▶ Work to do: Transcribe every line of the listing below without any deviation.

Pointing and labeling entries
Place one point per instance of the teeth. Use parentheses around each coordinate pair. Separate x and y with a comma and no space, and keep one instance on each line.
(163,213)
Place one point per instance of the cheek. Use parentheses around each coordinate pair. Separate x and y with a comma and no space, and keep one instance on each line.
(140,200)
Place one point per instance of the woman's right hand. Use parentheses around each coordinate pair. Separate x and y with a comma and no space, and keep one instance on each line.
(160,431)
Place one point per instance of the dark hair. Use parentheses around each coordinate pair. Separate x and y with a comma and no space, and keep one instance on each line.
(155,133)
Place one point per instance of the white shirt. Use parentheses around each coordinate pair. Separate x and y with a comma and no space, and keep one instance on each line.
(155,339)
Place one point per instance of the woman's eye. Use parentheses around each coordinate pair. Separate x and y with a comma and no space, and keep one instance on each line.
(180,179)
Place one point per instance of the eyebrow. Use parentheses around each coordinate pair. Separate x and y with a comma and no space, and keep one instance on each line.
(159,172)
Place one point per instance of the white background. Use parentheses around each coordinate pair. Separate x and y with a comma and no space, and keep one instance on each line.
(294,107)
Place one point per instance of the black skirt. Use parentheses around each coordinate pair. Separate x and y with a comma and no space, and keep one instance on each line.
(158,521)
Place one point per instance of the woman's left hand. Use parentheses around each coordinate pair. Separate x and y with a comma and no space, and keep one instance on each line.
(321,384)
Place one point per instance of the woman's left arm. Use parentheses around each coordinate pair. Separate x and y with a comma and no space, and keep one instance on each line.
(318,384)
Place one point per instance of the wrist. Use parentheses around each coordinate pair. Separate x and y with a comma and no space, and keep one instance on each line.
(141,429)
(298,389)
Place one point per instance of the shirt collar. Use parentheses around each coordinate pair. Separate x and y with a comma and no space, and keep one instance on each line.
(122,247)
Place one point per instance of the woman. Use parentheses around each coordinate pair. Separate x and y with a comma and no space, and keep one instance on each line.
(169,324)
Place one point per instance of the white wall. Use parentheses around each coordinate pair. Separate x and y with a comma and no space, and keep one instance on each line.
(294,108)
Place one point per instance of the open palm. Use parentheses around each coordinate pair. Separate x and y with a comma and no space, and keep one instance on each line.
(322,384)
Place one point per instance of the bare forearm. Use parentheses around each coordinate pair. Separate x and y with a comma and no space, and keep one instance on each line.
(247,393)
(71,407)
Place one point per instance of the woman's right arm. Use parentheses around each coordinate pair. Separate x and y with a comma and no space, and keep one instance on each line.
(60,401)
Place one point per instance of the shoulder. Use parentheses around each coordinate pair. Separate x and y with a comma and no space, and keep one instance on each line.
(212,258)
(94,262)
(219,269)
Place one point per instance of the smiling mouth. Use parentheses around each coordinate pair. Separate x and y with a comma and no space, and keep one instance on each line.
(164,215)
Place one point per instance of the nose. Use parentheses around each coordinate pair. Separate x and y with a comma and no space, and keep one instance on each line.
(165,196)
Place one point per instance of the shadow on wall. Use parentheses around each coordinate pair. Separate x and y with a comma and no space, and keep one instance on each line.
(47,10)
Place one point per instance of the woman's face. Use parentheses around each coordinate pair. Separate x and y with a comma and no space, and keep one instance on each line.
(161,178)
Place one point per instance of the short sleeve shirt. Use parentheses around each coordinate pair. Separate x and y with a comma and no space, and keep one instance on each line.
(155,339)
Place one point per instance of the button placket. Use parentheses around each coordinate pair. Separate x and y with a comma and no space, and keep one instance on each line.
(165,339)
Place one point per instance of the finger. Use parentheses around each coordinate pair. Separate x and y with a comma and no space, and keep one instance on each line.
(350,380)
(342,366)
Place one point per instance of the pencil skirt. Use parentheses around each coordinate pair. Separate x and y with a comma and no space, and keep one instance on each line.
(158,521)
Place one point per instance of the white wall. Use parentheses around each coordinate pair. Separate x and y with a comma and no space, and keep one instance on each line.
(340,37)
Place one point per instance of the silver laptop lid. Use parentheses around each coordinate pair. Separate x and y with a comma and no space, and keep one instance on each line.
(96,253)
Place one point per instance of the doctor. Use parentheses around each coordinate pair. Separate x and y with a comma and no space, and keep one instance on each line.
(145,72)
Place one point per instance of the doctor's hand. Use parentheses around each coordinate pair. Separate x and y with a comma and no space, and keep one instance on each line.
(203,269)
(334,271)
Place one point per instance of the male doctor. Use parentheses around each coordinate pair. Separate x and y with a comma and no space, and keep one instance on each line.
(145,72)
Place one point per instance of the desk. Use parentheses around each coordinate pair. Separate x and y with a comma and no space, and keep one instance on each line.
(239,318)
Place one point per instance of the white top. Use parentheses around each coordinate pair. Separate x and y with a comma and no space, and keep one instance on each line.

▶ Answer to this task:
Place one point per instance of the teeth. Use parentheses around each coordinate pair. Separate x and y with a comma and no space, and keep one instance on each line.
(163,213)
Place one point per instance of the cheek. Use parentheses around each coordinate pair. Separate x and y with a comma and no space, and keep one instance on each line.
(140,200)
Place one point per instance of the woman's right hand. Use parentheses around each coordinate pair. Separate x and y with a comma and no space, and keep one instance on each line.
(160,431)
Place one point per instance of the dark hair. Use parentheses around each coordinate pair. Separate x and y with a comma and no space, and keep one instance on each line.
(155,133)
Place one point per instance of the white shirt. Use parentheses around each coordinate pair. Separate x and y with a comma and no space, and keep one instance on each line.
(155,339)
Place one point per instance of the woman's eye. Use parentheses around each coordinate pair. Separate x and y with a comma and no space, and keep one instance on each line.
(180,179)
Place one point per instance of the eyebrow. Use parentheses around each coordinate pair. Separate x and y with a comma and no space, and keep one instance on each line.
(159,172)
Place one point per instance of the white background. Use parentheses around each coordinate pair. Separate x and y with a comma and no space, and keep one instance on each line.
(294,107)
Place one point per instance of the black skirt. Use parentheses around each coordinate pair. Separate x and y with a comma and no space, and keep one instance on each line.
(158,521)
Place one point per instance of the woman's left hand. Use parentheses around each coordinate pair. Separate x and y with a comma and no space, and keep one instance on each line.
(321,384)
Place one point per instance of the woman's left arm. Use parentheses around each coordinate pair. Separate x and y with a comma and no space, and keep one instance on each line.
(318,384)
Place one point per instance of the wrist. Use parentheses around each coordinate pair. Separate x and y with a comma and no space, and keep one instance on each line.
(141,429)
(298,389)
Place one point per instance of the shirt collar. Use parentheses around each coordinate pair. Separate x and y with a comma and no space, and keep one instance on each line.
(122,247)
Place one point per instance of the woman. Use parentheses around each coordinate pair. Separate x and y with a comma and no space, and keep one instance on each line.
(169,324)
Place one point per instance of the white wall. Use parentheses around each coordinate pair. Separate x and y with a comma and no space, and keep one instance on each line.
(294,108)
Place one point per instance of the open palm. Use parentheses around each coordinate pair. Separate x and y with a comma and no space, and keep one instance on each line.
(322,384)
Place one point per instance of the bare forearm. Use parentheses around each coordinate pair. Separate x and y with a comma and no space, and keep one instance on each line.
(247,393)
(71,407)
Place one point per instance of the woman's right arm. Use parentheses around each coordinate pair. Separate x and y with a comma and no space, and keep one instance on each line.
(60,401)
Place one point per instance of the shoulder. Use parentheses around each coordinate pair. Separate x and y with a comma and no space, and keep one instance on each line.
(212,258)
(94,262)
(219,269)
Place one point per instance of the smiling mouth. Use parentheses around each coordinate pair. Separate x and y with a comma and no space, and keep one instance on each line.
(164,215)
Place one point per instance of the nose. Use parentheses around each coordinate pair. Separate x and y with a comma and no space, and keep one instance on each line.
(165,196)
Place one point per instance of the shadow on wall. Use parentheses around each coordinate pair. Separate x and y with a comma and no space, and keep one instance on each line.
(47,10)
Place one point per instance of the woman's face. Use parentheses around each coordinate pair. Separate x and y with a comma and no space, and keep one instance on each line.
(161,178)
Place one point per instance of the short sleeve shirt. Use parentheses around each coordinate pair. Separate x and y with a comma and no space, and keep one instance on each line.
(155,339)
Place one point per instance of the button placket. Use parentheses around each coordinate pair. Separate x and y with a comma and no space, and keep one instance on each line.
(165,339)
Place one point per instance of the finger. Use parentheses around each coordinate pair. Separate x and y with a comma and no space, and keep one instance on each line.
(350,380)
(342,366)
Place one point per instance of the pencil skirt. Use parentheses around each coordinate pair. Separate x and y with a comma and no space, and keep one instance on each line.
(158,521)
Place one point per instance of the white wall. Use parentheses around each coordinate pair. Separate x and y with a comma and no space, and keep one instance on each line.
(340,37)
Place one point per instance of the silver laptop lid. Use parentheses around each coordinate pair. Separate x and y with a comma and no space, and keep one instance on each line.
(96,253)
Place one point per instance of the doctor. Use parentheses around each coordinate pair. Separate x and y with a comma and no space, and keep one instance on each line.
(145,72)
Place one point per instance of the doctor's hand. Use parentheses around each coordinate pair. Separate x and y with a comma and no space, and keep one instance on each line.
(203,269)
(334,271)
Place one point per instance of the male doctor. Use parentheses around each coordinate pair. Separate x and y with a comma and no space, and keep one instance on each line.
(145,72)
Place one point per instance of the desk. Use parentheses around each coordinate pair. Separate x and y with a comma and no space, and keep one instance on each line.
(239,318)
Place one point per instance of the white top. Use parentheses around each coordinate pair. Separate x and y with a comma and no space, and keep one instance on each line.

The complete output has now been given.